◆ **What you are asked to do**
Filter the listing below down to each line containing the string "entrance", treating uppercase and lowercase as distinct.

◆ **Records for processing**

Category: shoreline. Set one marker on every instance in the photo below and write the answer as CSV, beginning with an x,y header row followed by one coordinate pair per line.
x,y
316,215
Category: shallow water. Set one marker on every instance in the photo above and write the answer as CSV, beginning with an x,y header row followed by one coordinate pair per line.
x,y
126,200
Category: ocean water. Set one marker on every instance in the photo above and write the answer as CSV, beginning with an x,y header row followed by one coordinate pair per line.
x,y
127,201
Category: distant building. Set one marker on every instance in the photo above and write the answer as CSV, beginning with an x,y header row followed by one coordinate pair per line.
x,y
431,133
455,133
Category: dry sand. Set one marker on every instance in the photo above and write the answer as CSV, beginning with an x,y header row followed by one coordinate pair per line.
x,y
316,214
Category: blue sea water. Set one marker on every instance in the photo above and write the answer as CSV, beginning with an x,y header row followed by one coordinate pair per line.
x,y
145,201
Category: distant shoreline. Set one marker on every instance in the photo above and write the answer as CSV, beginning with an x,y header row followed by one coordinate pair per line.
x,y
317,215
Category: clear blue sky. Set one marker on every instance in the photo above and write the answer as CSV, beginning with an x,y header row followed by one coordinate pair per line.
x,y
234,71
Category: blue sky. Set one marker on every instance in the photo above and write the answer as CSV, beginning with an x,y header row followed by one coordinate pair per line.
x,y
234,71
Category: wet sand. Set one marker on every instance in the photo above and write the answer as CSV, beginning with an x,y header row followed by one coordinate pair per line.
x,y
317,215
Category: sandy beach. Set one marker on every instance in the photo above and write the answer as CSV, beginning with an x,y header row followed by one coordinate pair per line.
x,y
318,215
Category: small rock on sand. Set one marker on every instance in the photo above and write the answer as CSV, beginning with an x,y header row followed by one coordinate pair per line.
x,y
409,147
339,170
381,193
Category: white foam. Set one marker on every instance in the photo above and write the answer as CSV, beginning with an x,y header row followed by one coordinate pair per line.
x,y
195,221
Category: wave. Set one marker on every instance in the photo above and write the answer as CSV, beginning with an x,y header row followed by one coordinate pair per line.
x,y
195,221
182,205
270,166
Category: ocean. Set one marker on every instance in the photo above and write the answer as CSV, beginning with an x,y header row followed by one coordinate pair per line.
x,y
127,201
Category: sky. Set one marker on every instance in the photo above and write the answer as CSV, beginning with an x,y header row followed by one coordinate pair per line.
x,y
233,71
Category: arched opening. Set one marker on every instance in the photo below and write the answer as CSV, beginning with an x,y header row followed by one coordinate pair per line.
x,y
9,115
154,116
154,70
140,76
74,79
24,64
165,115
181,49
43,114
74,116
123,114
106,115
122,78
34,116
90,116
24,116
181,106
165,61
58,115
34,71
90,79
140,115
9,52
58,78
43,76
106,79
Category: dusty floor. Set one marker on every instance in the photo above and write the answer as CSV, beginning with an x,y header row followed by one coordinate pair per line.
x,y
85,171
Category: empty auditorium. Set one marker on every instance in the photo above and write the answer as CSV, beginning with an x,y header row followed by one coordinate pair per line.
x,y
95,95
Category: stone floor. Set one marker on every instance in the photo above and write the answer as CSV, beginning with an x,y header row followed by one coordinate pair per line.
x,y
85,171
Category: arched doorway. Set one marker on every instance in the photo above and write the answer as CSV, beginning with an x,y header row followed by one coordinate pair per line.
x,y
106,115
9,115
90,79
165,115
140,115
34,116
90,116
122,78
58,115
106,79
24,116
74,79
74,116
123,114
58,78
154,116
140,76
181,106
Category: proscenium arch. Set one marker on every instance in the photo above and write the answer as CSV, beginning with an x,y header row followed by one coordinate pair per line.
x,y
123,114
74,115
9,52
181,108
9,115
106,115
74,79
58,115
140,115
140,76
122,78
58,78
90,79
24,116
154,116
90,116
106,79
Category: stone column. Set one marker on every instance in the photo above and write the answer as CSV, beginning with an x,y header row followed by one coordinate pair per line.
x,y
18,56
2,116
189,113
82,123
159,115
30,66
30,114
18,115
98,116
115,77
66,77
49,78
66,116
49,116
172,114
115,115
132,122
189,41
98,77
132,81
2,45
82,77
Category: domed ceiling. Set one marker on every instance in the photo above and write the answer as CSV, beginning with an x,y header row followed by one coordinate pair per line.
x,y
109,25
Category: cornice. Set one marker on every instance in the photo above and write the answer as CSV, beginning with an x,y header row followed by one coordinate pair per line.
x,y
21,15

==

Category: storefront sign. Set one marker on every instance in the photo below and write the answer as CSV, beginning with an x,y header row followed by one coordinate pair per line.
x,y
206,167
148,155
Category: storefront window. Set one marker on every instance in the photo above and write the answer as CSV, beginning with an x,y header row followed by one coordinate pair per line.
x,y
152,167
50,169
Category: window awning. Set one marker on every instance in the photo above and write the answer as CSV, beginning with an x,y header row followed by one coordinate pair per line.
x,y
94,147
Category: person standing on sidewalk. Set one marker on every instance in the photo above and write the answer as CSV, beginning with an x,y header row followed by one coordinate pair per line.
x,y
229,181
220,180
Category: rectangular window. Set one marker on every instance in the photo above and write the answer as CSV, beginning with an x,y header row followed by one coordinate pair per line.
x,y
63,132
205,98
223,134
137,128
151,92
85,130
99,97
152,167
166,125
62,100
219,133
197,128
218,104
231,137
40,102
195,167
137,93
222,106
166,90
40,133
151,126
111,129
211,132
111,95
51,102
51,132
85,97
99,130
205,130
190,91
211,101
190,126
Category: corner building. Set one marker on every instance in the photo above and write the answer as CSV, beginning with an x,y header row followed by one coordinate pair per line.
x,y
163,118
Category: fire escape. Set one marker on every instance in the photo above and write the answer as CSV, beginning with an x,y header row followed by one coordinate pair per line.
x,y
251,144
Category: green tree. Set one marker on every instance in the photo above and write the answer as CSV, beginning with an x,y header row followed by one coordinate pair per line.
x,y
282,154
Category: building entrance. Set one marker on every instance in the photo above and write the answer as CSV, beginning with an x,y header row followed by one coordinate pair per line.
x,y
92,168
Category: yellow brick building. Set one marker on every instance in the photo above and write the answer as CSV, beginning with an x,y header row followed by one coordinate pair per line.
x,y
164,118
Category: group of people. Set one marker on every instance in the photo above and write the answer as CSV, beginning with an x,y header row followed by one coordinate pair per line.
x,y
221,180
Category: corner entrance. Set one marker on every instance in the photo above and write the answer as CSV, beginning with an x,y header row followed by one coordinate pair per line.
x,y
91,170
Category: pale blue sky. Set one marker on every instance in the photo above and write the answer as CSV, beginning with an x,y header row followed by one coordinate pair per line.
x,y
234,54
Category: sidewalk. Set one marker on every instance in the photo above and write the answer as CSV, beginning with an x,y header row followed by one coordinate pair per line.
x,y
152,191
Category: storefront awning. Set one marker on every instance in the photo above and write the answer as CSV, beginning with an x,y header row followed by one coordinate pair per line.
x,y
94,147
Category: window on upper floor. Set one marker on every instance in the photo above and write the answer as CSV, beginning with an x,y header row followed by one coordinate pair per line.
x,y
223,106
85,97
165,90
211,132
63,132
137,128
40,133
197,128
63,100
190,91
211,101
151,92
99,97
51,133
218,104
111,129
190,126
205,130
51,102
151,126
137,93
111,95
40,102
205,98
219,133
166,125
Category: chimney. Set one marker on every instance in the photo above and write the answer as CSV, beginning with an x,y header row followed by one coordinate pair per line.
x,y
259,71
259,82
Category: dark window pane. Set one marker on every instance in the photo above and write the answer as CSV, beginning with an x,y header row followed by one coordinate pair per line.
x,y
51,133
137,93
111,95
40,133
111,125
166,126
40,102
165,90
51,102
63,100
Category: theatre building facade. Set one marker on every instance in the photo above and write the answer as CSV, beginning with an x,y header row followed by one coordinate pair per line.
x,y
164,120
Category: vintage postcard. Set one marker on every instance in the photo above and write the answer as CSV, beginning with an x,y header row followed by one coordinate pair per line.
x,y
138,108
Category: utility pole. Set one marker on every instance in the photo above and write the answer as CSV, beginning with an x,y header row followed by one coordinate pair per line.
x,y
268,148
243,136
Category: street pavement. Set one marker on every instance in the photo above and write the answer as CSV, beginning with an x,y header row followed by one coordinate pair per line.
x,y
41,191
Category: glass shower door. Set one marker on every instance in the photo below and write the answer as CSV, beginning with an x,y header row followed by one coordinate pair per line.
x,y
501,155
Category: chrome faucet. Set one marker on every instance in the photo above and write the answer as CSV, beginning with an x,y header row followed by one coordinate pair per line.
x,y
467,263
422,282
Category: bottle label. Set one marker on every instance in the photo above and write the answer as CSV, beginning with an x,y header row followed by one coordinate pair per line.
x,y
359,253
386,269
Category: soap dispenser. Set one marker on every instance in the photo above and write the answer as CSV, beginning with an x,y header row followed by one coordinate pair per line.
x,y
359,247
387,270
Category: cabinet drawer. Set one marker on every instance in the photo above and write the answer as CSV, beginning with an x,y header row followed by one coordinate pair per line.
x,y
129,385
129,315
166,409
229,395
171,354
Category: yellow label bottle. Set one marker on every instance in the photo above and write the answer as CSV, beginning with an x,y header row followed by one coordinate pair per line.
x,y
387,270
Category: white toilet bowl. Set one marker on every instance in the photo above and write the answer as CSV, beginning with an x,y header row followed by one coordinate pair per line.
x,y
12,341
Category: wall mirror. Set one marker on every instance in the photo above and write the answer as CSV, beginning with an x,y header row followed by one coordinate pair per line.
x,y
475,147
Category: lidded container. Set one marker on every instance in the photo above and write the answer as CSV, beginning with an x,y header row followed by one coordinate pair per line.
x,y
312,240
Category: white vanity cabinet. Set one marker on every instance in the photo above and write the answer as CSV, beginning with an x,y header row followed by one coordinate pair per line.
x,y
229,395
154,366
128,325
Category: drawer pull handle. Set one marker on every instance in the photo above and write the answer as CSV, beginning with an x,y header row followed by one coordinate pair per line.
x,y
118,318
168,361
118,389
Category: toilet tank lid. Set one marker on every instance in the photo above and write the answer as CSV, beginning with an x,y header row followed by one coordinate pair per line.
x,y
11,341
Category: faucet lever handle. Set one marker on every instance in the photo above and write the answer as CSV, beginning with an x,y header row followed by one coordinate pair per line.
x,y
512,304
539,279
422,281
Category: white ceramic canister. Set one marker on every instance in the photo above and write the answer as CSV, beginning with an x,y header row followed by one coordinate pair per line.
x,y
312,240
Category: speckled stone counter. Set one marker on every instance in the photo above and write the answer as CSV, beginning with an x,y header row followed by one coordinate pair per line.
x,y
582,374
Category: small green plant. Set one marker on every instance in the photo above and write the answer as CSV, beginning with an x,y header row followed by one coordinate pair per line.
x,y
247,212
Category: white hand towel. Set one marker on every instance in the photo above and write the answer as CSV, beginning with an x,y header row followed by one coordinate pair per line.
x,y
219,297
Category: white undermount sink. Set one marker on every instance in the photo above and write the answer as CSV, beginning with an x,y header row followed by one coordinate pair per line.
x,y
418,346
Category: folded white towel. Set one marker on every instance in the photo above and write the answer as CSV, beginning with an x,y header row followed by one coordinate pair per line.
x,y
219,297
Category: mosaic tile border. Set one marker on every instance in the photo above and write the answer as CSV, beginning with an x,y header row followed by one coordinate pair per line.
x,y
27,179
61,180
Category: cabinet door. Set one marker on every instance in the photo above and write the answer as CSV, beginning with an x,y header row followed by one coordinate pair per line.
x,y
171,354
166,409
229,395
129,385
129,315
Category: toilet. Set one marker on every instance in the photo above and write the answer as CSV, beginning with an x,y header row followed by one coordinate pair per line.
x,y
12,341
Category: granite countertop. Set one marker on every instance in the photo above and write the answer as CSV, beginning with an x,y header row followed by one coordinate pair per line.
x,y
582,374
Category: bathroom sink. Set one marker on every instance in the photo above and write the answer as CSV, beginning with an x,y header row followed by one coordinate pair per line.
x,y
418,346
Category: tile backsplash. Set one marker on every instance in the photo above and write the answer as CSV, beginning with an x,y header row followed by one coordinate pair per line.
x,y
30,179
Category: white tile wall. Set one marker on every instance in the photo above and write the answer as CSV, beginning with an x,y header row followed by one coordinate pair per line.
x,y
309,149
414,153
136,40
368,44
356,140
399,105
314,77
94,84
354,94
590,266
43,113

...

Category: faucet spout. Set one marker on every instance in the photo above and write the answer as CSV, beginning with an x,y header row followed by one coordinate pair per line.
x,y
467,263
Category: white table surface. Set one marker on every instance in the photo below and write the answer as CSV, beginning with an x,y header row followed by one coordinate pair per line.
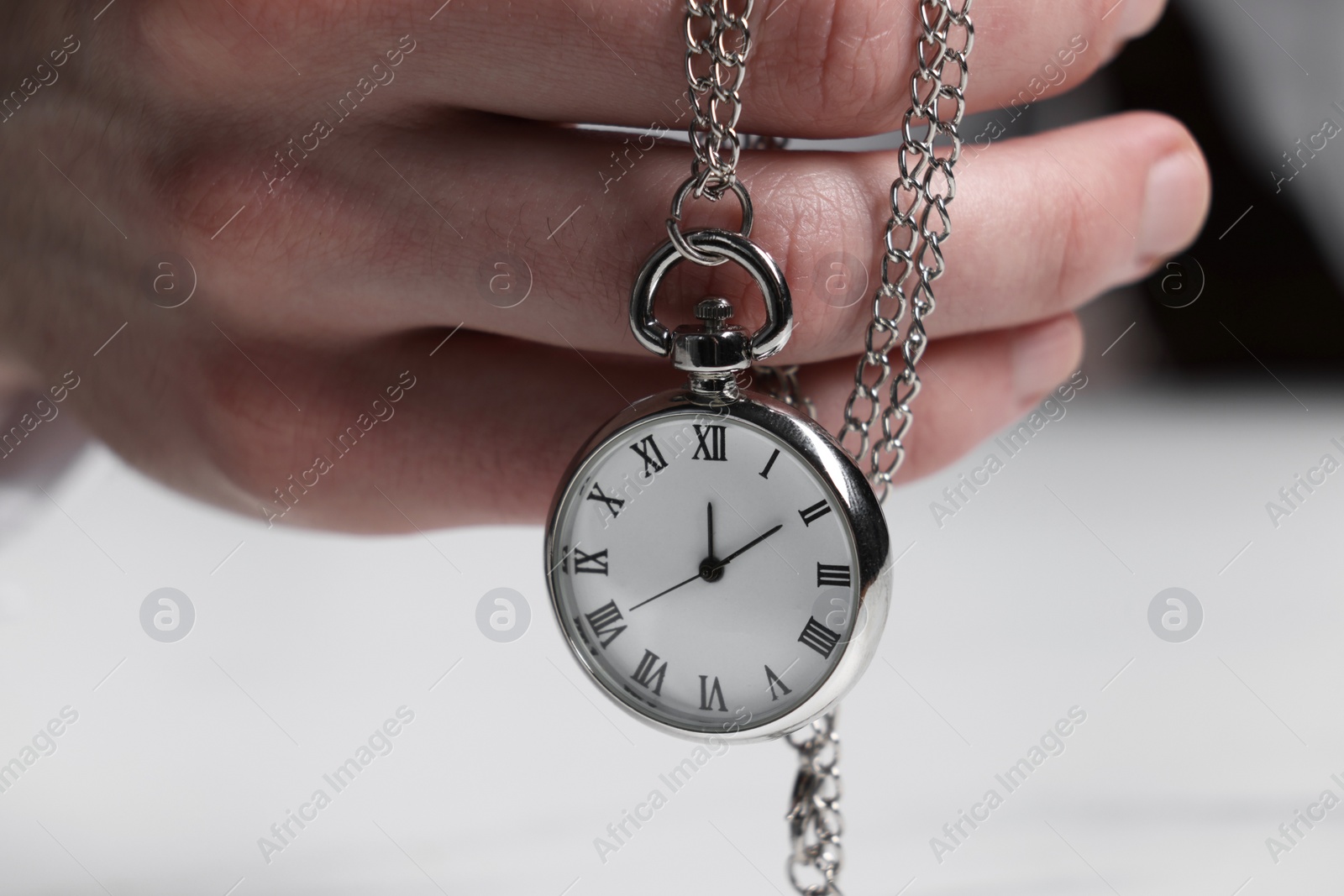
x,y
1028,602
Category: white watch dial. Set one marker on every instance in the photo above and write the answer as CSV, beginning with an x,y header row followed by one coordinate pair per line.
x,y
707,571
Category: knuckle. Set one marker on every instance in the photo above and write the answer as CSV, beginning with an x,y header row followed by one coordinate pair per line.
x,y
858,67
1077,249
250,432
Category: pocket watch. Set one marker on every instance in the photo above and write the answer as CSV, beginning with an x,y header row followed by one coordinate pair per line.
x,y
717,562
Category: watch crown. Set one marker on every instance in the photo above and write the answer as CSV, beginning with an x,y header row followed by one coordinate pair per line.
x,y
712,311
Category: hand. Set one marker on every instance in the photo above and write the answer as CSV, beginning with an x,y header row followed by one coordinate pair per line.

◆ **Written reply**
Category: building entrance. Set one marker on every instance in the photo above and write the answer as CSV, beginning with an x,y header row followed by one coordinate pair per line.
Category: corner entrance. Set one marker on every instance in the photo above and write the answer as CSV, beginning with an x,y header row followed by one coordinate pair per line.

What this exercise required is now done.